(Beginning of ENTRIES SHOWN)

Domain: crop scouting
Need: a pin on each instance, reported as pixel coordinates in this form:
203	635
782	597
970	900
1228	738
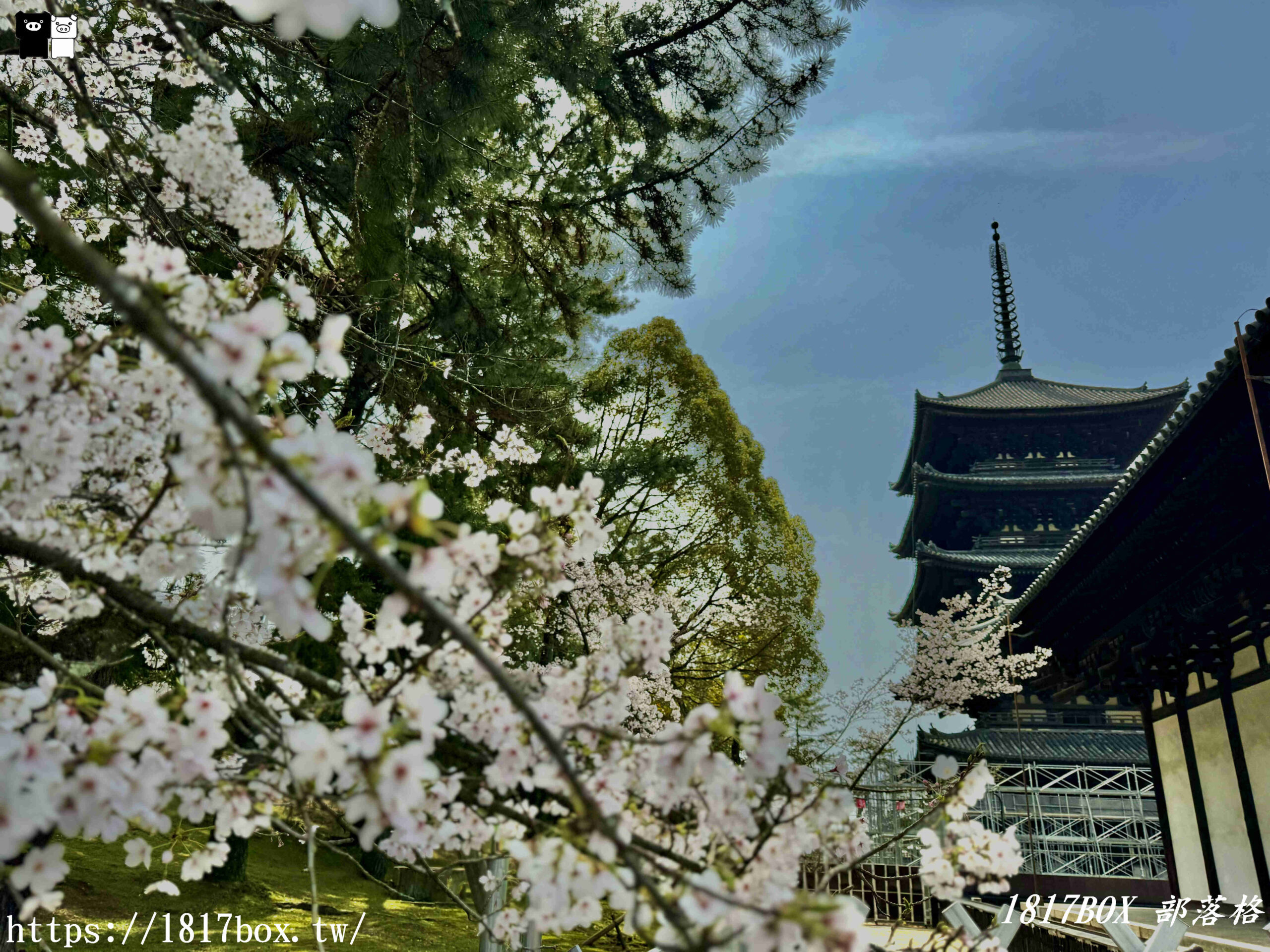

(End of ENTRIES SHOWN)

WHAT TO PRODUCE — Restate each of the entries above word for word and skip every image.

RESPONSE FOR THIS EXERCISE —
Domain: crop scouting
Need: a pin on each instance, reported as pixel coordinates in this form:
203	635
782	597
970	900
1228	738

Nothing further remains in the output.